■ **Exercise aim**: Exactly as they appear, reproduce the lines from the one holding "Label the handbag" through the last line of the material below.

━━━━━━━━━━━━━━━━━━━━

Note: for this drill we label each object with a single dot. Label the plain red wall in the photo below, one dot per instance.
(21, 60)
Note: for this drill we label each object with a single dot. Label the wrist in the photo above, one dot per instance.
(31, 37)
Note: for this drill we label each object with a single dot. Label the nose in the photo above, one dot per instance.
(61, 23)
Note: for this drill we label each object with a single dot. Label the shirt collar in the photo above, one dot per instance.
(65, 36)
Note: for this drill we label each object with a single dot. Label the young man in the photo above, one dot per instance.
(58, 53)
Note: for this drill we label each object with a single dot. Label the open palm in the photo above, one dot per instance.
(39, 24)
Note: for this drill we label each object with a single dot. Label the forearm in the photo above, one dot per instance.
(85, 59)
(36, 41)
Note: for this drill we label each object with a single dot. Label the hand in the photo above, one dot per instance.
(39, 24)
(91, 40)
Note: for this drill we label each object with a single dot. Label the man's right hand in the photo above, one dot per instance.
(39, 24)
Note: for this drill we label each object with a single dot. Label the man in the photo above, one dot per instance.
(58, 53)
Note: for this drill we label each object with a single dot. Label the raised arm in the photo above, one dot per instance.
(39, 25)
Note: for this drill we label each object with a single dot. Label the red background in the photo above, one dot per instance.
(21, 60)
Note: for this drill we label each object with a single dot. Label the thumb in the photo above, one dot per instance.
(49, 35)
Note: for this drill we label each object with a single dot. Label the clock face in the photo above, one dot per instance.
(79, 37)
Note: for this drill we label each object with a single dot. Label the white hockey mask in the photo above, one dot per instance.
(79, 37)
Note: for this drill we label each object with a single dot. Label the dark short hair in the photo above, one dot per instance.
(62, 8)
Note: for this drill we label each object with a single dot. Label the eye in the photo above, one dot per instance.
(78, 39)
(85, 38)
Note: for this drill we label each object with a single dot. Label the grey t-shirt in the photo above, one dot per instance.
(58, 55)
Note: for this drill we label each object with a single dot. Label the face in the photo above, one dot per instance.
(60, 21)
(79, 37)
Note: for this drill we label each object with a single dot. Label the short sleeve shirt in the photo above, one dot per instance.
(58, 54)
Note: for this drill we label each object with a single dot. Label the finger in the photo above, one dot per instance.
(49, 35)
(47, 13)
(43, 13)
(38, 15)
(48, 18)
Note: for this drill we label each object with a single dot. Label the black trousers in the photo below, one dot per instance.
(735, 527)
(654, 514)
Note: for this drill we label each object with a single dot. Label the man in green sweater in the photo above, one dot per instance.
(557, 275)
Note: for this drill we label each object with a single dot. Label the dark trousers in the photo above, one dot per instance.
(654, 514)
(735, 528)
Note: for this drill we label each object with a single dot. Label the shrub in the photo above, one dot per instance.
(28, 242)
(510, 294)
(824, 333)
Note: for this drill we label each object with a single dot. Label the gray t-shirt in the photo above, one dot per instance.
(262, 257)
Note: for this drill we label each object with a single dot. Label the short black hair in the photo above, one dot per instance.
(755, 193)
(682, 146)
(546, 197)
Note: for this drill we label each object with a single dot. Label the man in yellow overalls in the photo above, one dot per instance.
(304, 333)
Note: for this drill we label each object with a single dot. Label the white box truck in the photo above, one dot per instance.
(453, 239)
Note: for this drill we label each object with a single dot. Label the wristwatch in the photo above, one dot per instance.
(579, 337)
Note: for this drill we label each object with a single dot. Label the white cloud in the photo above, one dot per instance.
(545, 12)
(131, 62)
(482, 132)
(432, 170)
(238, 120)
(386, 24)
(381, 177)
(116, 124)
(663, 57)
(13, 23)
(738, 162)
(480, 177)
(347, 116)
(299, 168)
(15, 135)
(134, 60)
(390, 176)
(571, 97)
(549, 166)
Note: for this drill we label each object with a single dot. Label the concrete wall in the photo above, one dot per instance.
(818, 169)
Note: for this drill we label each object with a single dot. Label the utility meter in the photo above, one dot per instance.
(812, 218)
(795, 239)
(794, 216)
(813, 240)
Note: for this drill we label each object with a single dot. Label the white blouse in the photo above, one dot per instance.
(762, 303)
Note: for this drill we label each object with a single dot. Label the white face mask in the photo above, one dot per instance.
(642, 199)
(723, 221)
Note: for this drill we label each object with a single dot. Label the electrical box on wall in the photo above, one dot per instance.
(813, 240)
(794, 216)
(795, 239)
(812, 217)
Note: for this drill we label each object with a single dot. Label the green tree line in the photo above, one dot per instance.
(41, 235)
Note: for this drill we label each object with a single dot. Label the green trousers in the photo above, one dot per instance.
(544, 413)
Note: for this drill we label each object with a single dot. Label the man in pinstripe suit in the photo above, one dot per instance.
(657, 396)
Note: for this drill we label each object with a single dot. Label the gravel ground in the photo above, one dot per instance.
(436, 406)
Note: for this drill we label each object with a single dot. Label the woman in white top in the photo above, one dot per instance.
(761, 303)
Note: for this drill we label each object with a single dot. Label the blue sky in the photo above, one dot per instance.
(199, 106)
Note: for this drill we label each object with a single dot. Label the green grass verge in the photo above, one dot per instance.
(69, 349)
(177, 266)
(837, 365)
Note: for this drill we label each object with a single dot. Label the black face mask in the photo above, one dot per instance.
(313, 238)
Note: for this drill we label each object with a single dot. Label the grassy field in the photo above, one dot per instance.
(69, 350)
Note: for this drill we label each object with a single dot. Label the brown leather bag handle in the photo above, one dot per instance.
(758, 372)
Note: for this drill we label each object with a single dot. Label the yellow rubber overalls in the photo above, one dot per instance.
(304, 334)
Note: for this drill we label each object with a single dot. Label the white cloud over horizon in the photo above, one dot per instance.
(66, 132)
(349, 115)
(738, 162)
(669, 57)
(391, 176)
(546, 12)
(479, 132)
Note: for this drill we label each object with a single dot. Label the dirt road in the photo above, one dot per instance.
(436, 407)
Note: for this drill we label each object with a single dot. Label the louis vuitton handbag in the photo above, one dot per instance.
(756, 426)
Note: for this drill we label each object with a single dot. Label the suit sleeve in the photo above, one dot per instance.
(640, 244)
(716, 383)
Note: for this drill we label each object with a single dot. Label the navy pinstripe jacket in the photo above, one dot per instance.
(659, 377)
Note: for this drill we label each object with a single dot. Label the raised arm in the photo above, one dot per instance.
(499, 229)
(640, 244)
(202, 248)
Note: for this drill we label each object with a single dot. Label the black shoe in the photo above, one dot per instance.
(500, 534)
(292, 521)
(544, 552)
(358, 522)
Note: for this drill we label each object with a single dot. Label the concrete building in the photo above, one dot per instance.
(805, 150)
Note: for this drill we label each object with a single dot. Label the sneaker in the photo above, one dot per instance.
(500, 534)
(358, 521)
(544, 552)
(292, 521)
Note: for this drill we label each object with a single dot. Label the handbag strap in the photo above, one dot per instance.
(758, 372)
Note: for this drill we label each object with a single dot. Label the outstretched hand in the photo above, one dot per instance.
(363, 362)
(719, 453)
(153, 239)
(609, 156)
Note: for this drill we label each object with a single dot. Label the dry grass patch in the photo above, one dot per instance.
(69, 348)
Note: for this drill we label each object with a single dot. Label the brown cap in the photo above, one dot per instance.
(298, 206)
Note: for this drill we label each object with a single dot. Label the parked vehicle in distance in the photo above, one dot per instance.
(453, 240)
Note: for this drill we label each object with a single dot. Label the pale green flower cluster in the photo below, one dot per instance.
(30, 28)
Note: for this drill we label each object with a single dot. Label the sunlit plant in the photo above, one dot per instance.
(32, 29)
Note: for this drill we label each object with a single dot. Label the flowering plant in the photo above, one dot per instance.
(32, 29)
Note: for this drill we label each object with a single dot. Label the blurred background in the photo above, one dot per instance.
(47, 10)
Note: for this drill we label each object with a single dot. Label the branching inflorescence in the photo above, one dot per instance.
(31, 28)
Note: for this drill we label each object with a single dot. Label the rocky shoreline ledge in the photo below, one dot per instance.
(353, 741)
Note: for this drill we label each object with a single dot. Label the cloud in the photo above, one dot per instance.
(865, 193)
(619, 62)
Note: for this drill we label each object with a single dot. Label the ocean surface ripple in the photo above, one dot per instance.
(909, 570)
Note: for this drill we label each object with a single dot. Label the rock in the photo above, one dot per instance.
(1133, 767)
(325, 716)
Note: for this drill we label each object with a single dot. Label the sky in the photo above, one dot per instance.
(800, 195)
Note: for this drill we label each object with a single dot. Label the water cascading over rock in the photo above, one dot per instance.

━━━━━━━━━━━━━━━━━━━━

■ **Response box**:
Note: for this drill we label each object with a single dot. Label the handbag strap in the photo above, one dot per instance.
(758, 372)
Note: for this drill we label each object with a single dot. Label the outstretched hand in the photo above, one dot per instance.
(363, 362)
(719, 453)
(153, 239)
(609, 156)
Note: for this drill we label each object with a single dot. Label the dry grass patch in the photo above, one dot per instance.
(69, 348)
Note: for this drill we label each object with a single dot. Label the brown cap in the photo above, one dot per instance.
(298, 206)
Note: for this drill we label each object with a single dot. Label the parked vehicle in distance in the photo above, one dot per instance.
(453, 240)
Note: for this drill we label each object with a single dot. Label the pale green flower cluster in the photo below, one dot per instance.
(30, 28)
Note: for this drill we label each object with a single dot. Label the sunlit plant in the photo above, one dot per instance.
(32, 29)
Note: for this drill we label each object with a single dot. Label the flowering plant in the photo above, one dot per instance.
(32, 29)
Note: for this drill we label each object with a single dot. Label the blurred background in the photo above, one dot per instance.
(47, 10)
Note: for this drill we label each object with a single dot. Label the branching inflorescence in the photo above, one dot per instance.
(31, 28)
Note: for this drill we label each object with a single dot. Label the rocky shoreline ledge in the photo below, one dot per instance.
(353, 741)
Note: for this drill we label each object with a single dot. Label the cloud in the photo above, one dot per instance.
(865, 193)
(619, 62)
Note: for this drill we label each object with a single dot. Label the ocean surface ripple in the photo above, one dot per instance.
(909, 570)
Note: for this drill we label each object with a single dot. Label the rock in the photo above, one dot per instance.
(1133, 767)
(325, 716)
Note: for this drill we label each object with a single dot. Label the sky in the photo above, one dot per instance.
(800, 195)
Note: for this drill we label each object with a single dot. Label the water cascading over rock in the photo above, one dot per instance.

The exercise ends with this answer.